[BEGIN Data in this exercise]

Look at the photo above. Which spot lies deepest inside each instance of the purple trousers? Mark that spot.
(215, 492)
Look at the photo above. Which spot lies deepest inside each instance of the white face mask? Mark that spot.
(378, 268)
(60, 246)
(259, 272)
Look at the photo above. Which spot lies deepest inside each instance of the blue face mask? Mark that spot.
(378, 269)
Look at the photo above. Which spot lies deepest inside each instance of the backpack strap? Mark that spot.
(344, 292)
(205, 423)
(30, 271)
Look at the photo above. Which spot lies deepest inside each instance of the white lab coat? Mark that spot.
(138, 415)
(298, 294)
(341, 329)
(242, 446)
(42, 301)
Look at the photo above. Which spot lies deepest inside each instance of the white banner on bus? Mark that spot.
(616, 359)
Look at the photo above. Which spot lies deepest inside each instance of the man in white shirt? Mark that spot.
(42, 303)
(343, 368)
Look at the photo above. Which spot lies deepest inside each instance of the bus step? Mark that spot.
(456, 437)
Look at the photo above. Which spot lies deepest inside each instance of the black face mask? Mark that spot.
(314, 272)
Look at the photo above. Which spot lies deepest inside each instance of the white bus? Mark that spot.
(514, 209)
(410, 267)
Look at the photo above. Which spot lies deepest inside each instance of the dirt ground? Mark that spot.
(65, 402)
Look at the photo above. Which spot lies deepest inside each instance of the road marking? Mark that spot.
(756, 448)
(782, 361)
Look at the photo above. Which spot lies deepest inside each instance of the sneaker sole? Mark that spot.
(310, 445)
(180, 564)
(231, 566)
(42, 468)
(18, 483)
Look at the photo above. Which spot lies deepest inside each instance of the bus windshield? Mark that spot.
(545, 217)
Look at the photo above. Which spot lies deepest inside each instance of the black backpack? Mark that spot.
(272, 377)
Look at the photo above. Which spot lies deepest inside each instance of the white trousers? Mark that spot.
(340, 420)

[END Data in this exercise]

▸ **What the exercise asks**
Could you lay out all of the material above as a two-column CSV with the headers text and answer, one row for each passage of text and the answer that follows it? Put each passage and each answer in a single quoted field, with line breaks turned into spaces.

▸ **Written solution**
text,answer
"Look at the photo above. Which spot lies deepest inside each instance of the purple trousers? Mark that spot.","(215, 492)"
"Look at the photo above. Which spot lies deepest inside each instance of the white face mask? Mark that spot.","(378, 268) (60, 246) (259, 272)"
"Look at the photo above. Which spot lies deepest inside each instance of the blue face mask? Mark that spot.","(378, 269)"
"Look at the photo above. Which spot lies deepest inside each instance of the backpack strap? Mark that spot.","(344, 292) (205, 423) (30, 271)"
"Look at the photo above. Which spot lies deepest inside each instance of the white lab coat? Mark that spot.","(138, 415) (298, 294) (341, 329) (242, 446) (42, 301)"
"Look at the photo above. Which spot lies deepest inside each instance of the white banner on bus? Mark that spot.","(616, 359)"
"Look at the photo above. Which spot lies deepest inside each instance of the man in white shirt? Mark that spot.","(42, 303) (343, 368)"
"Look at the photo above. Which spot lies deepest inside each instance of the bus step? Mark that spot.","(456, 437)"
"Look at the photo above. Which spot lies deepest inside each instance of the black face mask? Mark that spot.","(314, 272)"
"Look at the photo above. Which spot lies deepest inside each instance of the white bus? Mark that spot.","(514, 209) (410, 267)"
"Look at the photo above. Which spot lies deepest inside each instance of the dirt ground? Mark that spot.","(65, 402)"
"Look at the photo above. Which spot lies deepest inside each instance of the road marking? Mark that spot.","(756, 448) (782, 361)"
"Look at the photo above. Which spot lies deepest inside each instance of the sneaker sole? Mark that spot.","(310, 445) (180, 564) (231, 566) (42, 468) (18, 483)"
"Look at the photo above. Which spot lies deepest inside each instance of the bus windshield? Mark that spot.","(545, 217)"
"Look at the photo above. Which spot lies deepest inside each instance of the black backpack? Mark that spot.","(272, 377)"
"Look at the photo above. Which spot lies deepest inside each instance of the white trousers? Mark that spot.","(340, 420)"